Goal
Everything from the line containing "Indicate the pink" through the final line of the records must be transcribed verbatim; nothing else belongs in the result.

Provided records
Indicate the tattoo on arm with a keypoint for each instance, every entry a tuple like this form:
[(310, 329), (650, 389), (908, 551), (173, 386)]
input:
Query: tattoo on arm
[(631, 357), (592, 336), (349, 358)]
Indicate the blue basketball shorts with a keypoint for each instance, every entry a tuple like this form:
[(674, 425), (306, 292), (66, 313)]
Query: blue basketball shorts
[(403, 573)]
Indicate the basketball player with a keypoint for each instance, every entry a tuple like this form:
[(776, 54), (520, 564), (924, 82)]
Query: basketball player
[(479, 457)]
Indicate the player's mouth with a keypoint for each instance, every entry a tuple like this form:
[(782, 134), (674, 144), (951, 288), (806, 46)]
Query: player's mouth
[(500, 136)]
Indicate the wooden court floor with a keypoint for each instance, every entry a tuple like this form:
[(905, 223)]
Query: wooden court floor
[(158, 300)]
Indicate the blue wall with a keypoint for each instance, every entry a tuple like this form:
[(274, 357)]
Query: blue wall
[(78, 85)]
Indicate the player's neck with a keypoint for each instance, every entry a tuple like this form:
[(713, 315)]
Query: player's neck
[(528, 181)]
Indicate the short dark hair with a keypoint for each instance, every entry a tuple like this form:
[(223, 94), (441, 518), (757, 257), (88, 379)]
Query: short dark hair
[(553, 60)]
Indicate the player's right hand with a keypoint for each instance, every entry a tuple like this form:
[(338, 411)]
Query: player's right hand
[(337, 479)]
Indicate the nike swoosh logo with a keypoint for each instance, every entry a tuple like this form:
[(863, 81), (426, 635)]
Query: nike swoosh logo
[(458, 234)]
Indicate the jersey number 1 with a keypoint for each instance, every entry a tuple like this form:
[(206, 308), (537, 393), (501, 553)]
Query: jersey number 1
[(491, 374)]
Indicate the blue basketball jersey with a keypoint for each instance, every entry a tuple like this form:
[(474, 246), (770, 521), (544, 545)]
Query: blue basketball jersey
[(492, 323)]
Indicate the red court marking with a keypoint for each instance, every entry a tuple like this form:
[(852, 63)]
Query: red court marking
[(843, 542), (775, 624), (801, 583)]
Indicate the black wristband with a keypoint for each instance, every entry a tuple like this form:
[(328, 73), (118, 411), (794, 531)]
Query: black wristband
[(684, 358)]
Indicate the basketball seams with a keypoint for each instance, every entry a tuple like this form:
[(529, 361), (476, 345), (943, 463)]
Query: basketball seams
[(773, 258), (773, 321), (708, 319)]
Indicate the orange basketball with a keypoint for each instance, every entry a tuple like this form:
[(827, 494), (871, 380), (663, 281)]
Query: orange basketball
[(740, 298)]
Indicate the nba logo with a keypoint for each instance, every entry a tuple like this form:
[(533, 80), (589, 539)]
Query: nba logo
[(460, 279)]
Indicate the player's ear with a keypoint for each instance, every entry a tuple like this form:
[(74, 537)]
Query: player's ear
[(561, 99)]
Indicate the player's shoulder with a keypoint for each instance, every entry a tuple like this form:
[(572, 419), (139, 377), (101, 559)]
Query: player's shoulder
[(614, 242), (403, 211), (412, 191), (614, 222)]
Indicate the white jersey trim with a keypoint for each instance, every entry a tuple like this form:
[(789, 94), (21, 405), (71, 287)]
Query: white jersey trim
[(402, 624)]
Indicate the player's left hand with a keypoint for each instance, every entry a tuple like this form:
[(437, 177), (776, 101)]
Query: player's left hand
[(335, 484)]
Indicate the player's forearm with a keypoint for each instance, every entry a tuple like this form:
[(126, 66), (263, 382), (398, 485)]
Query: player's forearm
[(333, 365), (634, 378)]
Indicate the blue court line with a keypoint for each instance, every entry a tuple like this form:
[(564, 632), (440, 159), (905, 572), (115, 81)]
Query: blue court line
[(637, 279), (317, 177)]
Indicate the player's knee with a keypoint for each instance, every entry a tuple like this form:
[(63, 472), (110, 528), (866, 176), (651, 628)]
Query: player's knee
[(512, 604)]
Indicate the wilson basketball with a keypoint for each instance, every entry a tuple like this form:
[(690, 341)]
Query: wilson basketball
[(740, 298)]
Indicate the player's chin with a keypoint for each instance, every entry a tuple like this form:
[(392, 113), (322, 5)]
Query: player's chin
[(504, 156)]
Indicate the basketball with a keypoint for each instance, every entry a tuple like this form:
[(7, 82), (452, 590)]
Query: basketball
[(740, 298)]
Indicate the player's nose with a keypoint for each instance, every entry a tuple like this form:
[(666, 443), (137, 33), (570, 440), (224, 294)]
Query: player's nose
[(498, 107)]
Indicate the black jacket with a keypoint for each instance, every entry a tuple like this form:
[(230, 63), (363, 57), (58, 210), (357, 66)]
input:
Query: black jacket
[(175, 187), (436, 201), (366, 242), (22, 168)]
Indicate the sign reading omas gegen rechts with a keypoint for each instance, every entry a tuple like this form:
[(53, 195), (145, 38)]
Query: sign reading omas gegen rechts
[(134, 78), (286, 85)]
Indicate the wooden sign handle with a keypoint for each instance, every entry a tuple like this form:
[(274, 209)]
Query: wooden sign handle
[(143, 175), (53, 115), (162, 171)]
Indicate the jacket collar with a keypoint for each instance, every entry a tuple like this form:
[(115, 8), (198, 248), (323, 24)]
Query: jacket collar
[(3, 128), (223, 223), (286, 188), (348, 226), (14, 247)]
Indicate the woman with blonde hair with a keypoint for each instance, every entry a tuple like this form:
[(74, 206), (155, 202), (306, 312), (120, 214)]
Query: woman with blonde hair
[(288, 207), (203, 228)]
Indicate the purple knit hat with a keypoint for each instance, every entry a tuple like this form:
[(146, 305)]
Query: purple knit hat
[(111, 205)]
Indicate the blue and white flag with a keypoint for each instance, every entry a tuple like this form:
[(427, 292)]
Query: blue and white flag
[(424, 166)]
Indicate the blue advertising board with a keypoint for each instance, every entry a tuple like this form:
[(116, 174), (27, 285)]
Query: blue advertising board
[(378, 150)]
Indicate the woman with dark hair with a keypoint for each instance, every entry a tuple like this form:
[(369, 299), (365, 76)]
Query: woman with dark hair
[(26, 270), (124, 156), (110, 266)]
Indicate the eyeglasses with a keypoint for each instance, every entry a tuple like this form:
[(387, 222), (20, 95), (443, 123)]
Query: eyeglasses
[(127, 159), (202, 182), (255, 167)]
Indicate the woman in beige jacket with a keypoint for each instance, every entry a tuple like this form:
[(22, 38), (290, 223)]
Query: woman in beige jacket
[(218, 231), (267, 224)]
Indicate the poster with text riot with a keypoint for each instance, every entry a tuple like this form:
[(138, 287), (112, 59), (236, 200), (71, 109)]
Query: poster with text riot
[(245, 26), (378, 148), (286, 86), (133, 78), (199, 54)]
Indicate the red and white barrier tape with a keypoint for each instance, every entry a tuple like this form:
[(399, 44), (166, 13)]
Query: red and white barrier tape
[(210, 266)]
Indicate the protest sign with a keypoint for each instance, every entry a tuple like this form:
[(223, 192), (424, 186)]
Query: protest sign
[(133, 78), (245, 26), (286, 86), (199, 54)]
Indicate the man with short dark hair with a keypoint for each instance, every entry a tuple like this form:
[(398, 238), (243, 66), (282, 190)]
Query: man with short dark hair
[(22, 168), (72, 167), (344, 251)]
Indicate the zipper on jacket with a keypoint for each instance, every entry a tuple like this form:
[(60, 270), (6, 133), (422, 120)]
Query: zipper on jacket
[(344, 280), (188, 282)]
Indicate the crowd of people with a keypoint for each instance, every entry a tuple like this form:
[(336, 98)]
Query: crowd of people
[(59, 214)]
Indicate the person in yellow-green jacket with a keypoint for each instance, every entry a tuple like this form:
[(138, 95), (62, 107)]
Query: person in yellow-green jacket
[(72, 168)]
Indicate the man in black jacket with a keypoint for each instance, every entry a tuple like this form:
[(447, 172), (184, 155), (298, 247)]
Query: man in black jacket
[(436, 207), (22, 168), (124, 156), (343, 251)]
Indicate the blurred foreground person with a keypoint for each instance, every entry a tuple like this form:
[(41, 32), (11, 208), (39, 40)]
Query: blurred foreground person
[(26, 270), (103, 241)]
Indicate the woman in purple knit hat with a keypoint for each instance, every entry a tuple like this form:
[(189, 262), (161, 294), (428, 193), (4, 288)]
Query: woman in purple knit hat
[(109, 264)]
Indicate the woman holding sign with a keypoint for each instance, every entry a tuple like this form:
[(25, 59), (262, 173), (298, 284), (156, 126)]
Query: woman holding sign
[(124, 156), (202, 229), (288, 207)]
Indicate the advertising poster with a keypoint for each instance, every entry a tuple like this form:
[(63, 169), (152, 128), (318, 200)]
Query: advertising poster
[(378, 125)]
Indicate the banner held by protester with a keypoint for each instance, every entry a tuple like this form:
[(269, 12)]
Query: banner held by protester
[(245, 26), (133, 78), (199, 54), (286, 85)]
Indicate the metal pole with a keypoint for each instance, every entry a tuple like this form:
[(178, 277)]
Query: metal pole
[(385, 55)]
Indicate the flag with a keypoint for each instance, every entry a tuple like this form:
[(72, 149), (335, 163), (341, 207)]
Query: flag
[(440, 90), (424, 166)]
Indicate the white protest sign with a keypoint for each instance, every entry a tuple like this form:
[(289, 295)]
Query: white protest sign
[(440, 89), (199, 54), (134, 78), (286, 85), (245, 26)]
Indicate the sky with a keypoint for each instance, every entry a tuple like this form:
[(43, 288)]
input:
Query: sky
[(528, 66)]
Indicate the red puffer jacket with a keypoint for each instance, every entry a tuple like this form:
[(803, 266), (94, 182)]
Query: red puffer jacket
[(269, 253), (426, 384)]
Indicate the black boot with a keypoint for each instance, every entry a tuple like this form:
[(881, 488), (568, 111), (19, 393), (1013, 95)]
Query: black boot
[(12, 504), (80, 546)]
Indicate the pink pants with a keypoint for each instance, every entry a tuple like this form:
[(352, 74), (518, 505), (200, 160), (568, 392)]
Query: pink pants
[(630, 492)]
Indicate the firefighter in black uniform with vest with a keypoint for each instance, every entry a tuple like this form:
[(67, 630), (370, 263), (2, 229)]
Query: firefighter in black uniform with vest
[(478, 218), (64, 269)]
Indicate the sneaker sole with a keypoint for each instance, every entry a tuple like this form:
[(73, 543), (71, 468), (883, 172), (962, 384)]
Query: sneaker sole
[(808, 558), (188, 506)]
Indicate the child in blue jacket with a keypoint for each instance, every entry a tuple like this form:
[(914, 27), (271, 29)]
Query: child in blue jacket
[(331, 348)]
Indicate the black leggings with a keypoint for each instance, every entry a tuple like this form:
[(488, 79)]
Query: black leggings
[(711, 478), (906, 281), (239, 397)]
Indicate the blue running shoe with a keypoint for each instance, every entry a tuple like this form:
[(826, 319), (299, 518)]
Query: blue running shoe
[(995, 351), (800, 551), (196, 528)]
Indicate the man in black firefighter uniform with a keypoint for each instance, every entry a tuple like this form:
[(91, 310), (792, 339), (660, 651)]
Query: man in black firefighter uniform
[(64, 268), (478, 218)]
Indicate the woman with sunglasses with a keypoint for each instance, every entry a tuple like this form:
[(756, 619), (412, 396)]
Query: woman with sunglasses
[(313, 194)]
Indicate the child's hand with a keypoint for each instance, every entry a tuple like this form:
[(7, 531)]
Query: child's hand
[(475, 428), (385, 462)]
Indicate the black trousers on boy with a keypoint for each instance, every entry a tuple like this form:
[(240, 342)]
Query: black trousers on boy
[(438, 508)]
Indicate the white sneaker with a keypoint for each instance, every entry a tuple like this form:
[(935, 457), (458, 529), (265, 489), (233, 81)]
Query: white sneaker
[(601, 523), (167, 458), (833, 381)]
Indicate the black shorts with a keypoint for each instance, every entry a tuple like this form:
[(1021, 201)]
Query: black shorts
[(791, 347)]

Correct output
Indicate the pink pants with a keypoint for each instance, every entry a tuple like this form:
[(352, 74), (518, 505), (200, 160), (568, 392)]
Query: pink pants
[(630, 492)]
Indicate the firefighter in black uniform with vest with a keypoint for each instance, every entry a tuple like this form:
[(67, 630), (370, 263), (2, 229)]
Query: firefighter in black uniform with vest
[(478, 218), (64, 269)]
Indicate the sneaker sole with a keypoint for each instance, every entry a tuple like this form:
[(73, 543), (71, 468), (883, 172), (962, 384)]
Query: sneaker sole
[(808, 558), (188, 506)]
Indicate the child in blue jacket with a keypoint for each instance, every entry a tuple like this form:
[(914, 27), (271, 29)]
Query: child in blue jacket
[(331, 348)]
Indicate the black leggings with a keypoint for each instance, every entry a tuple like this form:
[(488, 79)]
Query: black leggings
[(711, 478), (906, 281), (239, 397)]
Indicate the blue running shoe with a keypoint for each instance, every entry a tuple like this form:
[(826, 319), (299, 518)]
Query: blue running shoe
[(995, 351), (800, 551), (196, 528)]
Indicate the man in black firefighter uniform with a keypoint for each instance, every entry a tuple like this form:
[(91, 310), (792, 339), (660, 651)]
Query: man in black firefighter uniform
[(64, 268), (478, 218)]
Indicate the woman with sunglasses with a keypoint for each instance, every entry a tuple like this form:
[(756, 619), (412, 396)]
Query: woman with sunglasses
[(313, 194)]
Indicate the child's hand with a keypoint for each instance, every entry a tuple like this form:
[(7, 531)]
Query: child's hand
[(475, 428), (385, 462)]
Indicate the black trousers on boy with a keypoint for each instance, every entry a tuple like this form:
[(240, 342)]
Query: black trousers on boy
[(438, 508)]
Indicate the white sneaker with a keypoint for each instance, every entry a tuple like this form:
[(935, 457), (458, 529), (265, 489), (233, 81)]
Query: white sneaker
[(601, 523), (167, 458), (833, 381)]
Indicate the black shorts with a keypoint for each instance, every entry a tuple like this form:
[(1021, 201)]
Query: black shorts
[(791, 347)]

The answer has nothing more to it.